> [PASSAGE]:
====================

Big vs. Small: Two Ways to Own the Theme

GRT and DIR can be the core allocation as these names carry larger balance sheets, lower leverage, and payout ratios, which leave room for distributions to hold up even if conditions soften. GRT's 63% AFFO payout and DIR's 66.8% FFO payout mean both funds have genuine cushion. The trade-off is relatively lower current yield: 3.85% and 4.91% respectively. For income investors who want the industrial thesis without distribution risk, these are the straightforward entry points.

PRV and NXR may require different risk profile. The yields are enticing at 6.94% and 7.94%, while holding genuine industrial exposure to the same demand tailwinds. But high debt-to-EBITDA and high AFFO payout ratios can mean that the distribution will only hold as long as everything going right: stable occupancy, rent growth holding, no significant refinancing surprises. These are positions that reward active monitoring, not passive holding. Unless you can stomach and monitor these risks, size them as satellite positions, not your core positions.

====================

> [GIVEN DATA]:

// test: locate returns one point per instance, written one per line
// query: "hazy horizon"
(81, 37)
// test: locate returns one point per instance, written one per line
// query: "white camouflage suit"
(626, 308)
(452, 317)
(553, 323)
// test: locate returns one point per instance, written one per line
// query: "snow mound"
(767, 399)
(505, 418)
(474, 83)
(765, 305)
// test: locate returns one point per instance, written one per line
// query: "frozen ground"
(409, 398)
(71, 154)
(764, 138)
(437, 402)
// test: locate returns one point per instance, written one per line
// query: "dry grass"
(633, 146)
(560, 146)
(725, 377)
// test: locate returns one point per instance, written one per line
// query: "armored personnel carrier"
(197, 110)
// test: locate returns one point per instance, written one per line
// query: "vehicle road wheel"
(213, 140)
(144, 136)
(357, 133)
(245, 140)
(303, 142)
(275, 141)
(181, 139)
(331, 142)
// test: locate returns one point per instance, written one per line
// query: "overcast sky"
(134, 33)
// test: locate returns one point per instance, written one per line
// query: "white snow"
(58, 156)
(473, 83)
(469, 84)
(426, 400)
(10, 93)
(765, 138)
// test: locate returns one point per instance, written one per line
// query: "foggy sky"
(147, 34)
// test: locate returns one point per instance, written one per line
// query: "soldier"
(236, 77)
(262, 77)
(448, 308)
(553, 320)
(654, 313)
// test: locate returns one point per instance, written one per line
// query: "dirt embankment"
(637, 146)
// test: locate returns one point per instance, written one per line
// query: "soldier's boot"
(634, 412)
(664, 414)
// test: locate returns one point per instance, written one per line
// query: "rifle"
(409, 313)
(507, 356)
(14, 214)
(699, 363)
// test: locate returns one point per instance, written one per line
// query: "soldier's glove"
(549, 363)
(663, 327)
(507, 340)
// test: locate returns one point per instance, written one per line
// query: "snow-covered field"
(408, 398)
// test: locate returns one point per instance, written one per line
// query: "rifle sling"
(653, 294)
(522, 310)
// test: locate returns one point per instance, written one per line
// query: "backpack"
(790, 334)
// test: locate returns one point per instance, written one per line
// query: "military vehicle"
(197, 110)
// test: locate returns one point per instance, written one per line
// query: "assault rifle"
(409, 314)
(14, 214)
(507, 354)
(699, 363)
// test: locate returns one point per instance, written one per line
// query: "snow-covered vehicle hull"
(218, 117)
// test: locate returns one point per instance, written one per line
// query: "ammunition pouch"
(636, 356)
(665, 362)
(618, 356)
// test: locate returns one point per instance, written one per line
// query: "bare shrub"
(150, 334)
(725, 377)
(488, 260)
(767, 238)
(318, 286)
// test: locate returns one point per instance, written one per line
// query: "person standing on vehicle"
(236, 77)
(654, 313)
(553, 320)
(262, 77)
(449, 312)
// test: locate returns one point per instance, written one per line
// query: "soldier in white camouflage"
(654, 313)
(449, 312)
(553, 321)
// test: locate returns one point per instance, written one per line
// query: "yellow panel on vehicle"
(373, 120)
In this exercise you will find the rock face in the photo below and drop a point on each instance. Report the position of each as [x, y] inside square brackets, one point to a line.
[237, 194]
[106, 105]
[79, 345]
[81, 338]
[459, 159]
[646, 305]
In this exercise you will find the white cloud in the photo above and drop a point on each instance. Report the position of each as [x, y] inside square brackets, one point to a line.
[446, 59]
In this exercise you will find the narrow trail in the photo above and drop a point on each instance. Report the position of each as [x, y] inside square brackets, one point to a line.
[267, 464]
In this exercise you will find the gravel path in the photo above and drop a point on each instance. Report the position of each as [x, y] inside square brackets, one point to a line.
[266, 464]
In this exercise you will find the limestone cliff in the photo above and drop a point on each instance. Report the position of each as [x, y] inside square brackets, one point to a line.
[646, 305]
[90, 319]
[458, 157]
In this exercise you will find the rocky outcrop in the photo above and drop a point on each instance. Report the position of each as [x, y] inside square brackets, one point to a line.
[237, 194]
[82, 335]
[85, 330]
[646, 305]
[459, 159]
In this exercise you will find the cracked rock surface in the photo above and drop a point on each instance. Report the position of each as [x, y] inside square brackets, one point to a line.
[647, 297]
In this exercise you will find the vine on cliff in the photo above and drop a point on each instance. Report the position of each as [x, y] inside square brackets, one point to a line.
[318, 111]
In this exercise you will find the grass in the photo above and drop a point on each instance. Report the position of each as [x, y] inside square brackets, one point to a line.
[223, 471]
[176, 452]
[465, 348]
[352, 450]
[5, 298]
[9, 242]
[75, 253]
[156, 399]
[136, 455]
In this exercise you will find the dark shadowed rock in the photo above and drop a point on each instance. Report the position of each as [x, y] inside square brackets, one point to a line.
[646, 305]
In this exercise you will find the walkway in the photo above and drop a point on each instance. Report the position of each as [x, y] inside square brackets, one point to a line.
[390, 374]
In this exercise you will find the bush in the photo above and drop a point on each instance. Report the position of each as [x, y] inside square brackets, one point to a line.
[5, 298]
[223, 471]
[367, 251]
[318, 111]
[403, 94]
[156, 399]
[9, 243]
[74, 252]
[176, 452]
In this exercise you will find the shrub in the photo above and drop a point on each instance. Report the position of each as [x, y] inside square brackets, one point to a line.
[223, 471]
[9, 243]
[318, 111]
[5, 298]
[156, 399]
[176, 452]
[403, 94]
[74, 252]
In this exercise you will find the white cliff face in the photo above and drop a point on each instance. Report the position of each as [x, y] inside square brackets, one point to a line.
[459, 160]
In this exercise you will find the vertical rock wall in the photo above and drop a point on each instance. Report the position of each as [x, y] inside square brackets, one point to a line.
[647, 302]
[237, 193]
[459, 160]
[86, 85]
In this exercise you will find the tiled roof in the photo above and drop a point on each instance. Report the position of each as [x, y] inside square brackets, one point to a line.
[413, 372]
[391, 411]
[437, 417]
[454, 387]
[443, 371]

====================

> [WORK INSTRUCTION 1]:
List every fund ticker named in the passage.
> [WORK INSTRUCTION 2]:
Quote the passage starting at "GRT and DIR" and ending at "straightforward entry points.".

> [ANSWER SPACE 1]:
GRT, DIR, PRV, NXR

> [ANSWER SPACE 2]:
GRT and DIR can be the core allocation as these names carry larger balance sheets, lower leverage, and payout ratios, which leave room for distributions to hold up even if conditions soften. GRT's 63% AFFO payout and DIR's 66.8% FFO payout mean both funds have genuine cushion. The trade-off is relatively lower current yield: 3.85% and 4.91% respectively. For income investors who want the industrial thesis without distribution risk, these are the straightforward entry points.